* [THE PROBLEM] Copy out the entries below, swapping every occurrence of "named coordinates" for "labeled coordinates" and keeping all other wording the same.
───── ENTRIES SUPPLIED
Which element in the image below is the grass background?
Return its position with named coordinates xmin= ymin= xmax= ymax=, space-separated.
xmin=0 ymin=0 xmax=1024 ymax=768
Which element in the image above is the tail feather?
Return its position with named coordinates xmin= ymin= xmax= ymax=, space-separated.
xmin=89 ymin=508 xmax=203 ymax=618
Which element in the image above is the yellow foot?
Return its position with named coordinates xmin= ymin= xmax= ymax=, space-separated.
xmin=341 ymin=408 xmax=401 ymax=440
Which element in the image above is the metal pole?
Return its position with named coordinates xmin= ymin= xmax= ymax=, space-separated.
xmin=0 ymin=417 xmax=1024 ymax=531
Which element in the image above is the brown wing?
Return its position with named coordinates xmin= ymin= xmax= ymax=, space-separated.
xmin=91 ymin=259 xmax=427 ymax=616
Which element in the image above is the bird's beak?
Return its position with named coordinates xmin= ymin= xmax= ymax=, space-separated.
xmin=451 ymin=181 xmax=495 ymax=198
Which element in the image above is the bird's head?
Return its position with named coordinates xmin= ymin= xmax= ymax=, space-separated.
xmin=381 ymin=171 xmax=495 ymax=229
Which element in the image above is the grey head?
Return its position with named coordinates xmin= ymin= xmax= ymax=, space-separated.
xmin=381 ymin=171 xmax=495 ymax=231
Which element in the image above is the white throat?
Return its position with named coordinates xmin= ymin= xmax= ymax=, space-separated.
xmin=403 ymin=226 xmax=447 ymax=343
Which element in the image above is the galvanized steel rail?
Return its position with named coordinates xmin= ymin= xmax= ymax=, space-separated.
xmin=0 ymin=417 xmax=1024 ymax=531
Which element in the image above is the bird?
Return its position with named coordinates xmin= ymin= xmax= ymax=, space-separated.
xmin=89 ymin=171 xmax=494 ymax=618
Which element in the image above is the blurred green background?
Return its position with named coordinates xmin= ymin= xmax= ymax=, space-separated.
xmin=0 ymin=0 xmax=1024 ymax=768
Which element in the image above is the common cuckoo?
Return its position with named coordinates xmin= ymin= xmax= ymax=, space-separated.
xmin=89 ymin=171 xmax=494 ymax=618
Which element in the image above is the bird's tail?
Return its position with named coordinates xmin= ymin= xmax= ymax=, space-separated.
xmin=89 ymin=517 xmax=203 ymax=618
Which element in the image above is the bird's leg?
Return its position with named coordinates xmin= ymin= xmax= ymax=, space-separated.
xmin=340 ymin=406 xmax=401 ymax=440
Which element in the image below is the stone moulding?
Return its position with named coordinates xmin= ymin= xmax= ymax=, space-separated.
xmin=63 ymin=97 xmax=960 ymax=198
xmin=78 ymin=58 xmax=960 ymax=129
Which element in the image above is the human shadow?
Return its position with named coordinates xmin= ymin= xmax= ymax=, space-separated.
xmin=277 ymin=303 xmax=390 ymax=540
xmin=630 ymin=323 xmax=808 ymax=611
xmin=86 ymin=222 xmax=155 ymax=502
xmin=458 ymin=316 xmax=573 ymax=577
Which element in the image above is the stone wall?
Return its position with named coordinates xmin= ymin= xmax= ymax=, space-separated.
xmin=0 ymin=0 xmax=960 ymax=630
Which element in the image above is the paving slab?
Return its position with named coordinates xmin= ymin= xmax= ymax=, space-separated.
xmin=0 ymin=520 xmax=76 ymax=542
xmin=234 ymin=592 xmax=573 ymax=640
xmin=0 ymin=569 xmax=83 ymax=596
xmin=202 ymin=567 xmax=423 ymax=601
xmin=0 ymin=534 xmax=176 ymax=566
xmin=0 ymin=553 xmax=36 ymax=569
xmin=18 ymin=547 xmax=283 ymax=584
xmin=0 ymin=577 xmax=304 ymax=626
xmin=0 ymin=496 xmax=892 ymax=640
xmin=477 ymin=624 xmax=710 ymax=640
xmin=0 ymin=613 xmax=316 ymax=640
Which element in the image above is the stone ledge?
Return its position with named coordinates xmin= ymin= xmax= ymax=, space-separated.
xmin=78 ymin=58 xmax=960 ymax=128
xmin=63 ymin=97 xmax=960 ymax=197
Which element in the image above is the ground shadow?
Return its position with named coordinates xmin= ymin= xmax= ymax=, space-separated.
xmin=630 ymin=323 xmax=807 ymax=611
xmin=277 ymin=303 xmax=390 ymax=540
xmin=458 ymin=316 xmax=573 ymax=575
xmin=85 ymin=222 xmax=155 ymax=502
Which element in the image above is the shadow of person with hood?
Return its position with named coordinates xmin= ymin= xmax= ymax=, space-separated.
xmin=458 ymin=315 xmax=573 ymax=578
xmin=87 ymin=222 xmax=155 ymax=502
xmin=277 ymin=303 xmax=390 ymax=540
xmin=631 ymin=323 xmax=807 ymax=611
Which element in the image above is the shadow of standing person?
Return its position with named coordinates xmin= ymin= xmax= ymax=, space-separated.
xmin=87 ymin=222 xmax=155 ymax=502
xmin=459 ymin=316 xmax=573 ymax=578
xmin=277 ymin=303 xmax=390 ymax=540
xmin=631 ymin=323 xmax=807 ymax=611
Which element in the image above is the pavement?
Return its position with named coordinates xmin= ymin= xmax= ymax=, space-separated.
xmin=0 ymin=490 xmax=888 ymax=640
──────────
* [FINISHED ANSWER]
Which element in the image below is the grass background?
Return its position with labeled coordinates xmin= ymin= xmax= ymax=, space-separated.
xmin=0 ymin=0 xmax=1024 ymax=768
Which element in the image above is the tail feather?
Return its position with labeled coordinates xmin= ymin= xmax= ymax=, space-separated.
xmin=89 ymin=508 xmax=203 ymax=618
Which element in the image above is the yellow foot?
Return its position with labeled coordinates xmin= ymin= xmax= ymax=, space-separated.
xmin=341 ymin=408 xmax=401 ymax=440
Which element in the image above is the metal pole?
Return its position with labeled coordinates xmin= ymin= xmax= ymax=, space-separated.
xmin=0 ymin=417 xmax=1024 ymax=531
Which element in the image above is the brown wing?
Return its position with labeled coordinates xmin= ymin= xmax= ymax=, space-separated.
xmin=91 ymin=259 xmax=427 ymax=616
Which element in the image above is the bird's beak?
Return its position with labeled coordinates xmin= ymin= xmax= ymax=, space-separated.
xmin=451 ymin=181 xmax=495 ymax=198
Which element in the image above is the bird's head?
Return its position with labeled coordinates xmin= ymin= xmax= ymax=, space-separated.
xmin=381 ymin=171 xmax=495 ymax=229
Which element in the image above is the grey head?
Return its position with labeled coordinates xmin= ymin= xmax= ymax=, space-separated.
xmin=381 ymin=171 xmax=495 ymax=231
Which element in the image above is the white throat?
Return its position with labeled coordinates xmin= ymin= xmax= ymax=, space-separated.
xmin=403 ymin=226 xmax=447 ymax=343
Which element in the image above is the galvanized steel rail?
Return its position with labeled coordinates xmin= ymin= xmax= ymax=, space-separated.
xmin=0 ymin=417 xmax=1024 ymax=531
Which element in the image above is the bird?
Return its position with labeled coordinates xmin= ymin= xmax= ymax=, space-separated.
xmin=89 ymin=171 xmax=494 ymax=618
Which element in the image above is the blurred green background?
Return its position with labeled coordinates xmin= ymin= xmax= ymax=, space-separated.
xmin=0 ymin=0 xmax=1024 ymax=768
Which element in the image above is the common cuckoo?
Return its position with labeled coordinates xmin= ymin= xmax= ymax=, space-separated.
xmin=89 ymin=171 xmax=494 ymax=618
Which element in the image above is the bird's tail?
Return its position with labeled coordinates xmin= ymin= xmax= ymax=, space-separated.
xmin=89 ymin=517 xmax=203 ymax=618
Which element in the image above is the bird's leg?
Return its position with labeled coordinates xmin= ymin= xmax= ymax=, space-separated.
xmin=340 ymin=406 xmax=401 ymax=440
Which element in the image below is the stone moulding?
Return its position with labeled coordinates xmin= ymin= xmax= ymax=, space-separated.
xmin=63 ymin=97 xmax=960 ymax=198
xmin=78 ymin=58 xmax=960 ymax=129
Which element in the image above is the human shadow?
Return its position with labeled coordinates xmin= ymin= xmax= ymax=, space-separated.
xmin=277 ymin=303 xmax=390 ymax=540
xmin=630 ymin=323 xmax=808 ymax=611
xmin=86 ymin=222 xmax=155 ymax=502
xmin=458 ymin=316 xmax=573 ymax=577
Which element in the image above is the stone wall?
Return its position with labeled coordinates xmin= ymin= xmax= ymax=, space-separated.
xmin=0 ymin=0 xmax=960 ymax=630
Which element in the image above is the paving slab?
Return its position with labeled coordinates xmin= ymin= xmax= ymax=, space-separated.
xmin=0 ymin=520 xmax=76 ymax=542
xmin=234 ymin=592 xmax=573 ymax=640
xmin=0 ymin=569 xmax=83 ymax=596
xmin=202 ymin=567 xmax=423 ymax=601
xmin=0 ymin=534 xmax=176 ymax=566
xmin=0 ymin=553 xmax=36 ymax=569
xmin=18 ymin=547 xmax=283 ymax=584
xmin=0 ymin=577 xmax=304 ymax=626
xmin=0 ymin=496 xmax=892 ymax=640
xmin=477 ymin=624 xmax=710 ymax=640
xmin=0 ymin=613 xmax=316 ymax=640
Which element in the image above is the stone ledge?
Return its position with labeled coordinates xmin= ymin= xmax= ymax=, space-separated.
xmin=78 ymin=58 xmax=960 ymax=128
xmin=63 ymin=97 xmax=960 ymax=197
Which element in the image above is the ground shadow?
Return its position with labeled coordinates xmin= ymin= xmax= ymax=, space-separated.
xmin=630 ymin=323 xmax=807 ymax=611
xmin=277 ymin=303 xmax=390 ymax=540
xmin=458 ymin=316 xmax=573 ymax=575
xmin=85 ymin=222 xmax=155 ymax=502
Which element in the image above is the shadow of person with hood?
Return its position with labeled coordinates xmin= ymin= xmax= ymax=, space-separated.
xmin=458 ymin=315 xmax=573 ymax=578
xmin=87 ymin=222 xmax=155 ymax=502
xmin=277 ymin=303 xmax=390 ymax=540
xmin=631 ymin=323 xmax=807 ymax=611
Which element in the image above is the shadow of standing person?
Return its position with labeled coordinates xmin= ymin= xmax= ymax=, space-separated.
xmin=87 ymin=222 xmax=155 ymax=502
xmin=459 ymin=316 xmax=573 ymax=578
xmin=277 ymin=303 xmax=390 ymax=540
xmin=631 ymin=323 xmax=807 ymax=611
Which element in the image above is the pavement?
Return its position with labeled coordinates xmin= ymin= xmax= ymax=, space-separated.
xmin=0 ymin=490 xmax=888 ymax=640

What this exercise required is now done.